__Task brief__:
The records below need to be printed in full. Keep each one exact.

Segment Start: Records supplied

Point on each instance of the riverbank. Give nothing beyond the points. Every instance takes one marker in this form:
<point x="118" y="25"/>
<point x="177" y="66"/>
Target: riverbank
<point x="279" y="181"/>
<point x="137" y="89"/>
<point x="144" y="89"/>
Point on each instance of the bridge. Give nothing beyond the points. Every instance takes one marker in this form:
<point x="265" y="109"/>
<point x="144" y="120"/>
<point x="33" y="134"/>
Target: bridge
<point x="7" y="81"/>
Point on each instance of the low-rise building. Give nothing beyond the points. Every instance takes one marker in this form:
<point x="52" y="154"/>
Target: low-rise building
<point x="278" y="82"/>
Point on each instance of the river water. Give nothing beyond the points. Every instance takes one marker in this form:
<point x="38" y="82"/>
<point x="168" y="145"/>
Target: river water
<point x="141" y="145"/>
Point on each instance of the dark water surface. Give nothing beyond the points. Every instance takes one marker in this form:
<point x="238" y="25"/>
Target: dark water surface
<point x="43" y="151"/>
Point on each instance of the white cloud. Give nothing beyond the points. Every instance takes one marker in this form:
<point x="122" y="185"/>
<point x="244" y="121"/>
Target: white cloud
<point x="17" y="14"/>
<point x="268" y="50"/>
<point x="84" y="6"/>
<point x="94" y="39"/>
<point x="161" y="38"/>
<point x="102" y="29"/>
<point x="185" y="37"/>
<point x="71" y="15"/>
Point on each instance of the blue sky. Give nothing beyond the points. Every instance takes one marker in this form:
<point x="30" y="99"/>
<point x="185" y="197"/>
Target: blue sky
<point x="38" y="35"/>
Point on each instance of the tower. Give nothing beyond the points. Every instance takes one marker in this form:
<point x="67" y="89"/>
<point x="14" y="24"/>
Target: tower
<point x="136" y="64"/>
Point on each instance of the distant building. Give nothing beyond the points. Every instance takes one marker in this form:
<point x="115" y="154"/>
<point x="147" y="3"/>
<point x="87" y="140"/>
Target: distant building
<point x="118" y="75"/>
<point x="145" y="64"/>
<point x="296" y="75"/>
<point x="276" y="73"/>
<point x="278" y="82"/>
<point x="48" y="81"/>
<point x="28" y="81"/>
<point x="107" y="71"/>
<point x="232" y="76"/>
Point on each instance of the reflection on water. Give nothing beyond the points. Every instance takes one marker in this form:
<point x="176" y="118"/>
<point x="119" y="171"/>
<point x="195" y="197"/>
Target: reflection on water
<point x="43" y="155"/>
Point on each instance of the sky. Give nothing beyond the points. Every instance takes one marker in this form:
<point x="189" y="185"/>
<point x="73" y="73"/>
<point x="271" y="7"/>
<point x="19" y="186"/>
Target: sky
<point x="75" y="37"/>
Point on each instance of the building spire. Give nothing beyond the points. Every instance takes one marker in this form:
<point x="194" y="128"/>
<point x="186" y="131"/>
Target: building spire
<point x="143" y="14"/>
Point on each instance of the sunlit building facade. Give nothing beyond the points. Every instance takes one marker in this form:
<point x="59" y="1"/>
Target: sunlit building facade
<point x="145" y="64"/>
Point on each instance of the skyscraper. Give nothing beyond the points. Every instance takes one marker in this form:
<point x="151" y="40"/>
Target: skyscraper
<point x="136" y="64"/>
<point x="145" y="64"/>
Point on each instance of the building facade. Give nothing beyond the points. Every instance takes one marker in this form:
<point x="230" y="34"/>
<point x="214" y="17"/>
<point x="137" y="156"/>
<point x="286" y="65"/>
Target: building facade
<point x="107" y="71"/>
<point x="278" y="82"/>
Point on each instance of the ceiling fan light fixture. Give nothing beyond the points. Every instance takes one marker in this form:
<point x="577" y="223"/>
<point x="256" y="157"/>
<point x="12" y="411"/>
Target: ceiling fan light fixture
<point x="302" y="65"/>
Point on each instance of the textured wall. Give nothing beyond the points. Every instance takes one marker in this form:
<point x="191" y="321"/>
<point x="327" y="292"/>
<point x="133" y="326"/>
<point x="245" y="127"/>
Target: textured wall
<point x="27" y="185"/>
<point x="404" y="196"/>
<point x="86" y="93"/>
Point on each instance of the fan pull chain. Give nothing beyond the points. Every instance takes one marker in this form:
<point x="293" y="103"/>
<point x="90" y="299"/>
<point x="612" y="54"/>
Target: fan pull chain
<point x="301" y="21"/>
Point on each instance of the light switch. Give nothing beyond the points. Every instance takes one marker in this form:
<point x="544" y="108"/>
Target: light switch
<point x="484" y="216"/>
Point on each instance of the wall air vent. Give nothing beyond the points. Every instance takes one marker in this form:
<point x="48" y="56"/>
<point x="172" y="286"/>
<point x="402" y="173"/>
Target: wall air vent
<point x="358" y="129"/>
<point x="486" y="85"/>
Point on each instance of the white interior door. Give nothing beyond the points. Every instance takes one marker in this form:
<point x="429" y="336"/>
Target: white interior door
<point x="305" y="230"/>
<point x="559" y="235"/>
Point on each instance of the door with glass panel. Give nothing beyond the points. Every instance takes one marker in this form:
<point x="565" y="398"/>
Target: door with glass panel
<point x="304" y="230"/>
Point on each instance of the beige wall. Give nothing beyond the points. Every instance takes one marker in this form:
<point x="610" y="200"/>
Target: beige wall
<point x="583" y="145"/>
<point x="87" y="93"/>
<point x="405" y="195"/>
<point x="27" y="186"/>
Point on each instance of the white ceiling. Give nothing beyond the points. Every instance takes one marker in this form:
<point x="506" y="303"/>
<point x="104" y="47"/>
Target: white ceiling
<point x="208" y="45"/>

Segment End: Records supplied

__Solved exercise__:
Point on each instance of the riverbank. Give nothing beyond the points. Every instance takes one marker in this form:
<point x="118" y="25"/>
<point x="177" y="66"/>
Target: riverbank
<point x="279" y="181"/>
<point x="137" y="89"/>
<point x="144" y="89"/>
Point on each instance of the bridge. Give nothing beyond the points. Every instance takes one marker in this form:
<point x="265" y="109"/>
<point x="144" y="120"/>
<point x="33" y="134"/>
Target: bridge
<point x="7" y="81"/>
Point on each instance of the low-rise building. Give nothing beyond the points. Every instance takes one marker in this form:
<point x="52" y="154"/>
Target: low-rise building
<point x="278" y="82"/>
Point on each instance of the river water. Give nothing beyond the points. Every instance takes one marker in this form:
<point x="38" y="82"/>
<point x="168" y="145"/>
Target: river water
<point x="141" y="145"/>
Point on each instance of the dark water surface. Give nothing beyond the points. Every instance takes one marker in this form:
<point x="238" y="25"/>
Target: dark water surface
<point x="43" y="151"/>
Point on each instance of the white cloud. Give nothing beyond the points. Every instance takes one marker in this form:
<point x="122" y="185"/>
<point x="244" y="121"/>
Target: white cloud
<point x="17" y="14"/>
<point x="268" y="50"/>
<point x="84" y="6"/>
<point x="94" y="39"/>
<point x="161" y="38"/>
<point x="102" y="29"/>
<point x="185" y="37"/>
<point x="71" y="15"/>
Point on each instance of the blue sky. Give nothing beyond the points. Every instance takes one marker in this form:
<point x="30" y="99"/>
<point x="185" y="197"/>
Target: blue sky
<point x="38" y="35"/>
Point on each instance of the tower. Give nothing beyond the points. Every instance takes one marker in this form:
<point x="67" y="89"/>
<point x="14" y="24"/>
Target: tower
<point x="136" y="64"/>
Point on each instance of the distant building. Give nothing beyond the points. Every instance takes one marker in this form:
<point x="115" y="154"/>
<point x="147" y="3"/>
<point x="87" y="140"/>
Target: distant building
<point x="118" y="75"/>
<point x="145" y="64"/>
<point x="296" y="75"/>
<point x="276" y="73"/>
<point x="278" y="82"/>
<point x="48" y="81"/>
<point x="28" y="81"/>
<point x="107" y="71"/>
<point x="232" y="76"/>
Point on each instance of the reflection on water. Give nothing beyond the points. Every instance takes one marker in this form:
<point x="176" y="118"/>
<point x="119" y="171"/>
<point x="195" y="197"/>
Target: reflection on water
<point x="43" y="155"/>
Point on each instance of the sky. Give nothing beyond the points. Every instance takes one marker in this form:
<point x="189" y="185"/>
<point x="73" y="73"/>
<point x="271" y="7"/>
<point x="19" y="186"/>
Target: sky
<point x="75" y="37"/>
Point on each instance of the building spire. Give nothing beyond the points. Every instance takes one marker in this form:
<point x="194" y="128"/>
<point x="186" y="131"/>
Target: building spire
<point x="143" y="14"/>
Point on each instance of the sunlit building facade. Give nothing beyond the points. Every instance takes one marker in this form:
<point x="59" y="1"/>
Target: sunlit building facade
<point x="145" y="64"/>
Point on each instance of the skyscraper. Give nothing beyond the points. Every instance takes one marker in this form:
<point x="151" y="40"/>
Target: skyscraper
<point x="136" y="64"/>
<point x="145" y="64"/>
Point on each instance of the building facade. Give nothing beyond the points. Every instance takes one marker in this form:
<point x="230" y="34"/>
<point x="214" y="17"/>
<point x="137" y="156"/>
<point x="286" y="65"/>
Target: building facade
<point x="107" y="71"/>
<point x="278" y="82"/>
Point on each instance of the ceiling fan light fixture. Give nothing beyond the points. Every instance takes one marker in this form:
<point x="577" y="223"/>
<point x="256" y="157"/>
<point x="12" y="411"/>
Target: ceiling fan light fixture
<point x="302" y="65"/>
Point on each instance of the textured wall. Give nothing beyond the points. Every instance takes one marker in this form:
<point x="191" y="321"/>
<point x="327" y="292"/>
<point x="133" y="326"/>
<point x="245" y="127"/>
Target: textured wall
<point x="27" y="185"/>
<point x="404" y="196"/>
<point x="86" y="93"/>
Point on each instance of the fan pull chain. Give nothing beyond the points. Every instance takes one marker in this form:
<point x="293" y="103"/>
<point x="90" y="299"/>
<point x="612" y="54"/>
Target: fan pull chain
<point x="301" y="21"/>
Point on each instance of the light switch. Give nothing beyond the points. Every instance takes one marker in this form:
<point x="544" y="108"/>
Target: light switch
<point x="484" y="216"/>
Point on each instance of the wall air vent. Give nothing beyond the points. Every instance takes one marker in this form:
<point x="48" y="56"/>
<point x="172" y="286"/>
<point x="402" y="173"/>
Target: wall air vent
<point x="358" y="129"/>
<point x="486" y="85"/>
Point on each instance of the white interior door. Give nothing beyond the points. Every instance takes one marker in this form:
<point x="429" y="336"/>
Target: white interior door
<point x="305" y="230"/>
<point x="559" y="235"/>
Point on each instance of the door with glass panel. Give nothing beyond the points. Every instance takes one marker in this form:
<point x="565" y="398"/>
Target: door with glass panel
<point x="304" y="230"/>
Point on each instance of the beige wall. Give nothing beyond the points. Every instance takes one marker in this form:
<point x="610" y="200"/>
Target: beige wall
<point x="583" y="145"/>
<point x="87" y="93"/>
<point x="405" y="195"/>
<point x="27" y="186"/>
Point on each instance of the white ceiling. Give nothing beyond the points. Every instance takes one marker in this form:
<point x="506" y="303"/>
<point x="104" y="47"/>
Target: white ceiling
<point x="208" y="45"/>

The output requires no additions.